Document>
NOTICE:  CREATE TABLE / UNIQUE will create implicit index "wordlist_textblockid_sentence_postion_key" for table "wordlist"
CREATE TABLE
INSERT 0 5
 lev | id |      words       | textblockid | sentence | lastpos 
-----+----+------------------+-------------+----------+---------
   3 |  7 | Fear of the Dark |           5 |        1 |       4
   3 |  9 | of the Dark is   |           5 |        1 |       5
(2 rows)

BTW I don't understand your question at all. Why/what do you want to delete? But I think the recursive query can serve you to at least find the rows you want to select/delete/update. — wildplasser, Nov 23 '11 at 21:14

score 1 · Accepted Answer · edited Jun 20 '20 at 09:12

After answering most of your recent questions I have a vague idea of what you are doing. So I had a closer look at your solution and optimized quite a bit. Mostly I simplified the code, but there are some substantial improvements, too.

Some points:

Don't use the undocumented assignment operator = in plpgsql. Use := instead. See this related question for more info.
Why LOOP BEGIN? A separate code block only slows down if you don't need it. Removed it.
Many more, I added a few comments

Please have a look at the code side-by-side for some hints.
Test the two versions to see which performs faster.

For your consideration:

CREATE OR REPLACE FUNCTION merge_tokens(words varchar[], separator varchar)
  RETURNS VOID AS
$body$
DECLARE         
    r              record;
    current_id     integer;
    ids            integer[];
    generated_word varchar :=  '';  -- you can initialize variables at declaration time. Saves additional assignment.

BEGIN
    -- get the ids and generate the word
    RAISE NOTICE 'Getting ids and generating words';
    generated_word := array_to_string(words, separator);  -- 1 assignment is much cheaper. Also: no trim() needed.
    ids := ARRAY
    (  SELECT t.id
       FROM  (
          SELECT row_number() OVER () AS rn, text
          FROM  (SELECT unnest(words) AS text) x) y
          JOIN   token t USING (text)
       ORDER  BY rn);
    RAISE NOTICE 'Generated word: %', generated_word;

    -- check if the don't exists to insert it
    SELECT INTO current_id  t.id FROM token t WHERE t.text = generated_word; 
    IF NOT FOUND THEN
        RAISE NOTICE 'Word don''t exists';
        INSERT INTO token(text) VALUES(generated_word)
        RETURNING id
        INTO current_id;  --get the last value without additional query.
    END IF;
    RAISE NOTICE 'Word id: %', current_id;

    -- select the records that will be updated
    RAISE NOTICE 'Getting words to be updated.';
    FOR r IN
        SELECT textblockid, sentence, position, tokenid, rn
        FROM
        ( -- select the rows that are complete
          SELECT textblockid, sentence, position, tokenid, rn, count(*) OVER (PARTITION BY grp) AS counting
          FROM
          ( -- match source with lookup table
                SELECT source.textblockid, source.sentence, source.position, source.tokenid, source.rn, source.grp
                FROM
                (   -- select textblocks where words appears with row number to matching
                     SELECT tb.textblockid, tb.sentence, tb.position, tb.tokenid, grp
                                           ,CASE WHEN grp > 0 THEN
                                            row_number() OVER (PARTITION BY grp ORDER BY tb.textblockid, tb.sentence, tb.position)

Objective 1> List the names of the variables declared in the DECLARE block of the function in the thread.
Objective 2> Reproduce word for word the stretch of the thread from "score 1 · Accepted" through "for more info.".
Base your answers on the thread alone.

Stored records
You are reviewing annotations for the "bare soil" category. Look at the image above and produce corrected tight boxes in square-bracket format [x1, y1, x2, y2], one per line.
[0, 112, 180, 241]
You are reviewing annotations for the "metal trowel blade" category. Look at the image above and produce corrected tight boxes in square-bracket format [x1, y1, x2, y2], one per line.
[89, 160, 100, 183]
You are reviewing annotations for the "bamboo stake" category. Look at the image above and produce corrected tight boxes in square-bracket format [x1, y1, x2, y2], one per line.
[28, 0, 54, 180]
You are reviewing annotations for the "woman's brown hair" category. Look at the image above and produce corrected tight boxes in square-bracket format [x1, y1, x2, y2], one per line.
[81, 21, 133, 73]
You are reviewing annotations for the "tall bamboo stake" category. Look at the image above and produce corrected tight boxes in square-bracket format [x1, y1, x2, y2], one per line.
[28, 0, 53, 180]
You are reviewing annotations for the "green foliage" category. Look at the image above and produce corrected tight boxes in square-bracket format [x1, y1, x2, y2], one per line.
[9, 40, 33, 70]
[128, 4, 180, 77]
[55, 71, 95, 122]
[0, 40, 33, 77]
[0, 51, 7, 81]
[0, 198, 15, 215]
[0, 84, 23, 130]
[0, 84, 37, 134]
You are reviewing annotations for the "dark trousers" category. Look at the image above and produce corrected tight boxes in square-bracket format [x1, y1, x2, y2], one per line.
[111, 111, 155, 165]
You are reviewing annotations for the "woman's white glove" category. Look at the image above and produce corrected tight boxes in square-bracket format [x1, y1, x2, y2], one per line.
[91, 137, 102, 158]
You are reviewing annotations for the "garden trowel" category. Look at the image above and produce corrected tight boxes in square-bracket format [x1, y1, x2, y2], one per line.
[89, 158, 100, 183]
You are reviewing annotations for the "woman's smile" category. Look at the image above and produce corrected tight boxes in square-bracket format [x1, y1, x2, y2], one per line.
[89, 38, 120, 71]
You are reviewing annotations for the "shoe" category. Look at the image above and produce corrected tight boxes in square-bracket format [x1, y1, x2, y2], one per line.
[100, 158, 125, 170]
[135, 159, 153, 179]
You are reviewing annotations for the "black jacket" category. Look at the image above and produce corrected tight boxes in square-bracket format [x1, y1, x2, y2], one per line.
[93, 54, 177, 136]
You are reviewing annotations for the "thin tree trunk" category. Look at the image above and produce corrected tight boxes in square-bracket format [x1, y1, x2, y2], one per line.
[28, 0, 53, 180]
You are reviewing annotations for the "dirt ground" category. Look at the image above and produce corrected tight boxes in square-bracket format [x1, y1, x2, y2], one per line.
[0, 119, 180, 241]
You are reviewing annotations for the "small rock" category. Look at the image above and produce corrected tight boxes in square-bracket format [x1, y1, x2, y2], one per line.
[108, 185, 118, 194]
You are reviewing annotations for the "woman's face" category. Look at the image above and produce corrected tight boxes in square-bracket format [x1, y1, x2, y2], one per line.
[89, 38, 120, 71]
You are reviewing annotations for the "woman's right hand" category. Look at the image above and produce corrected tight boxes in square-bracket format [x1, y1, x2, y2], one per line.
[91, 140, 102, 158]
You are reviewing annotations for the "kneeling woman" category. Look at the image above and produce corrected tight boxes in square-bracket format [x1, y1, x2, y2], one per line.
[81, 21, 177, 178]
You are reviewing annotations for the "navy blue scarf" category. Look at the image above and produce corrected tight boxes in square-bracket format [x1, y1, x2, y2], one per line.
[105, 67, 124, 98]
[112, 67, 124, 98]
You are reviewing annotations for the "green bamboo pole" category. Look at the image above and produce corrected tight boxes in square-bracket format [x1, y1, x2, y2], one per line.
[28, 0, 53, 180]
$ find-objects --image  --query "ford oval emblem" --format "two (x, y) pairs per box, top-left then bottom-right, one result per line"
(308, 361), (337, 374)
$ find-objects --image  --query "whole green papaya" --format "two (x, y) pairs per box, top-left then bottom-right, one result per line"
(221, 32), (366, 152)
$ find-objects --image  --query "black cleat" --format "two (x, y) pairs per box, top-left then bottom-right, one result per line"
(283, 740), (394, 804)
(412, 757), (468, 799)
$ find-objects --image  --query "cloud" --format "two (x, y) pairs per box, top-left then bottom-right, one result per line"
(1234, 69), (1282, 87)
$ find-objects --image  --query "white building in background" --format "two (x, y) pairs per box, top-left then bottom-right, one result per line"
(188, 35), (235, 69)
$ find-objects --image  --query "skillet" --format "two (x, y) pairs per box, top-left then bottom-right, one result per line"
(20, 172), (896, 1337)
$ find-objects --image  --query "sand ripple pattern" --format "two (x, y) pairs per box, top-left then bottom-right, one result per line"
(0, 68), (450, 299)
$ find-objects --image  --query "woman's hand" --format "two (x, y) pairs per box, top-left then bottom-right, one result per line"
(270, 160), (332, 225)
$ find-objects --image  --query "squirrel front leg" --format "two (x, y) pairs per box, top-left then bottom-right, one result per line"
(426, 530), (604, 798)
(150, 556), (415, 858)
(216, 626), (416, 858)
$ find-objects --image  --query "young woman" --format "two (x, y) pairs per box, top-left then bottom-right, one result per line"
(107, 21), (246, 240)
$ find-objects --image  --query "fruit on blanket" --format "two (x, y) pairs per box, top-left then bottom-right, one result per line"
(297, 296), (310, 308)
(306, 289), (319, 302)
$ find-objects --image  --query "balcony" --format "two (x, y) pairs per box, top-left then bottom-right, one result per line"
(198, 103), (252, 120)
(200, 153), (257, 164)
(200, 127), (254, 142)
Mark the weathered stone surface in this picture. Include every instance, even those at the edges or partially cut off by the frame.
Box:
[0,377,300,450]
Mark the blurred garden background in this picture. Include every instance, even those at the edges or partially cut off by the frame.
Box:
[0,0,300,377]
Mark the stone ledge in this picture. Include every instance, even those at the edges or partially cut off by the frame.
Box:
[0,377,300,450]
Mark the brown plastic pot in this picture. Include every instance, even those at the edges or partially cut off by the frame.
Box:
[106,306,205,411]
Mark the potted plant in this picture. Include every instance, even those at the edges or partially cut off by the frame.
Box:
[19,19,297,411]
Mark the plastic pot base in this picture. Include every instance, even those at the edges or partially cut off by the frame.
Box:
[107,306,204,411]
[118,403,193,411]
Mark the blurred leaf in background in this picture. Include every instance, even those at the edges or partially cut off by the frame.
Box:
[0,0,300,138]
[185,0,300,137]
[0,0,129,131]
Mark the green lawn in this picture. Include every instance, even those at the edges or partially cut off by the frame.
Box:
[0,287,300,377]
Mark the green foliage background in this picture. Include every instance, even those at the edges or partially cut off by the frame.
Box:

Full output 1> r, current_id, ids, generated_word

Full output 2>
score 1 · Accepted Answer · edited Jun 20 '20 at 09:12

After answering most of your recent questions I have a vague idea of what you are doing. So I had a closer look at your solution and optimized quite a bit. Mostly I simplified the code, but there are some substantial improvements, too.

Some points:

Don't use the undocumented assignment operator = in plpgsql. Use := instead. See this related question for more info.